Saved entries

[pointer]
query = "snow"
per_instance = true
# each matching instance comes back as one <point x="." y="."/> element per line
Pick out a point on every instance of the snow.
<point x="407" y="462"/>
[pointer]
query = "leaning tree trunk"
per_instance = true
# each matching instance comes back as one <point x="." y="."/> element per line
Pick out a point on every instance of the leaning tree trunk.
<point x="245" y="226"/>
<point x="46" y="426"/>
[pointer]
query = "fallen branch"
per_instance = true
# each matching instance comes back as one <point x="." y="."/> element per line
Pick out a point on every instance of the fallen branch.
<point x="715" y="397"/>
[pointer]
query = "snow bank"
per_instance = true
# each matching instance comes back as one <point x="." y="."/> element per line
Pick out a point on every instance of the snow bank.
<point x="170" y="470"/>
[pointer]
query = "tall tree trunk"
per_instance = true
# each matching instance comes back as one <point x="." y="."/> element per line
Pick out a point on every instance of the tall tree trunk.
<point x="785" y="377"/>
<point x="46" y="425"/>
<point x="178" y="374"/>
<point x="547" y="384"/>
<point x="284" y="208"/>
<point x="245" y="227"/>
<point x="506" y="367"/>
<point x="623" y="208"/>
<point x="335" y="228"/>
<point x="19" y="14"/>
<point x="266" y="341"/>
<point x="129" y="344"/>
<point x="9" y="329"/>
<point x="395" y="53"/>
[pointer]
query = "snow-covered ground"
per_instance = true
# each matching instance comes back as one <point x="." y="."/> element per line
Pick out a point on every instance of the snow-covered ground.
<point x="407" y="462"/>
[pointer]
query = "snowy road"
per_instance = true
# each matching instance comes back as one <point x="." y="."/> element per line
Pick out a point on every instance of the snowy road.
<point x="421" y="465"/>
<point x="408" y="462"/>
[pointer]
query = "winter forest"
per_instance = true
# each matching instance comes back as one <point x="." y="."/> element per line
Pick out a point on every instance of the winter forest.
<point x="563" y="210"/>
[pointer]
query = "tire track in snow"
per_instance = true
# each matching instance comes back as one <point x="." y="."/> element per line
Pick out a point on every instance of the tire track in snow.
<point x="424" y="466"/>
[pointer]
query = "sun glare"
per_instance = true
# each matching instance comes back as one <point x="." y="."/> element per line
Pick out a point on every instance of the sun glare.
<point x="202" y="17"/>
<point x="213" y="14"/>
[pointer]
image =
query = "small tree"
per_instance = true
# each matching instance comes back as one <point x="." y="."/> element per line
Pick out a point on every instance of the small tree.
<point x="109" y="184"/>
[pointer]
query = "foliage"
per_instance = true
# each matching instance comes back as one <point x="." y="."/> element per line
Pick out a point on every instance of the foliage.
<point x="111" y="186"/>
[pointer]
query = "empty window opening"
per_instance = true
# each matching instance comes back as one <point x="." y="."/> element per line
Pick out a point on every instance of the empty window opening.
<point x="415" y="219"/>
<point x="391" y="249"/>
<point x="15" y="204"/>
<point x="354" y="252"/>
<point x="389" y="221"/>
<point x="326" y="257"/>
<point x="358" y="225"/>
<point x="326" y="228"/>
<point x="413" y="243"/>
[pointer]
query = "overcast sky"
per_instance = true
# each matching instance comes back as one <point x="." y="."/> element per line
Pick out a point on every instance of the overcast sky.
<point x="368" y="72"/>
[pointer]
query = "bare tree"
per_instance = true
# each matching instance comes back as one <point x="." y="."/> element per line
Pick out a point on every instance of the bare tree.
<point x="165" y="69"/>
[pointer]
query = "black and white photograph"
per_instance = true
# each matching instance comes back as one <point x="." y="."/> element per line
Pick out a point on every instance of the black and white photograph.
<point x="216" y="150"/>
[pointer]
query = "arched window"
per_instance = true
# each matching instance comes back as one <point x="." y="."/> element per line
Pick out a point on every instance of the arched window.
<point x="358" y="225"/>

**Set task**
Emit the full listing verbatim.

**Reply to the task**
[pointer]
query = "snow"
per_instance = true
# each matching instance comes back as one <point x="." y="."/> element per line
Pick out a point on every instance of the snow.
<point x="407" y="462"/>
[pointer]
query = "leaning tree trunk"
per_instance = true
# each matching instance comes back as one <point x="." y="."/> element per line
Pick out a point on every instance of the leaning tree trunk.
<point x="245" y="226"/>
<point x="46" y="426"/>
[pointer]
query = "fallen branch"
per_instance = true
# each matching instance comes back as one <point x="." y="."/> element per line
Pick out a point on every instance of the fallen branch.
<point x="715" y="397"/>
[pointer]
query = "snow bank"
per_instance = true
# each matching instance comes back as one <point x="." y="."/> element per line
Pick out a point on every instance of the snow bank.
<point x="170" y="470"/>
[pointer]
query = "tall tree trunk"
per_instance = true
# each matching instance comes back as one <point x="." y="."/> element per line
Pick out a point on every instance of the tall tree trunk.
<point x="785" y="377"/>
<point x="46" y="425"/>
<point x="178" y="374"/>
<point x="547" y="384"/>
<point x="284" y="208"/>
<point x="245" y="227"/>
<point x="506" y="367"/>
<point x="623" y="208"/>
<point x="335" y="228"/>
<point x="19" y="14"/>
<point x="266" y="341"/>
<point x="129" y="344"/>
<point x="9" y="329"/>
<point x="395" y="53"/>
[pointer]
query = "snow-covered ground"
per_instance = true
# each matching instance comes back as one <point x="." y="."/> element per line
Pick out a point on every instance of the snow-covered ground.
<point x="407" y="462"/>
[pointer]
query = "snowy road"
per_instance = true
# each matching instance comes back as one <point x="." y="."/> element per line
Pick out a point on every instance of the snowy road.
<point x="421" y="465"/>
<point x="408" y="462"/>
[pointer]
query = "winter forest"
per_instance = true
# each matching instance comes back as one <point x="." y="."/> element per line
Pick out a point on every instance of the winter forest.
<point x="563" y="210"/>
[pointer]
query = "tire track in snow"
per_instance = true
# each matching instance comes back as one <point x="." y="."/> element per line
Pick out a point on every instance of the tire track in snow.
<point x="424" y="466"/>
[pointer]
query = "sun glare"
per_instance = true
# each matching instance comes back as one <point x="." y="."/> element per line
Pick out a point on every instance of the sun glare.
<point x="202" y="17"/>
<point x="213" y="14"/>
[pointer]
image =
query = "small tree"
per_instance = true
# each matching instance comes back as one <point x="." y="."/> element per line
Pick out a point on every instance of the small tree.
<point x="109" y="184"/>
[pointer]
query = "foliage"
per_instance = true
# each matching instance comes back as one <point x="." y="."/> element per line
Pick out a point on every instance of the foliage.
<point x="111" y="186"/>
[pointer]
query = "empty window opening"
per_instance = true
# each matching instance comes back as one <point x="." y="."/> element per line
Pick out a point on every instance of the empty window opening.
<point x="415" y="219"/>
<point x="391" y="249"/>
<point x="15" y="204"/>
<point x="354" y="252"/>
<point x="389" y="221"/>
<point x="326" y="257"/>
<point x="358" y="225"/>
<point x="326" y="228"/>
<point x="413" y="243"/>
[pointer]
query = "overcast sky"
per_instance = true
# each matching instance comes back as one <point x="." y="."/> element per line
Pick out a point on every instance of the overcast sky.
<point x="368" y="72"/>
[pointer]
query = "bare tree"
per_instance = true
# each matching instance comes back as one <point x="." y="."/> element per line
Pick out a point on every instance of the bare tree.
<point x="165" y="69"/>
[pointer]
query = "black and white photograph"
per_instance = true
# each matching instance comes back as one <point x="." y="."/> element per line
Pick out a point on every instance of the black and white photograph.
<point x="216" y="150"/>
[pointer]
query = "arched window"
per_instance = true
# each matching instance comes back as one <point x="." y="."/> element per line
Pick out a point on every instance of the arched window.
<point x="358" y="225"/>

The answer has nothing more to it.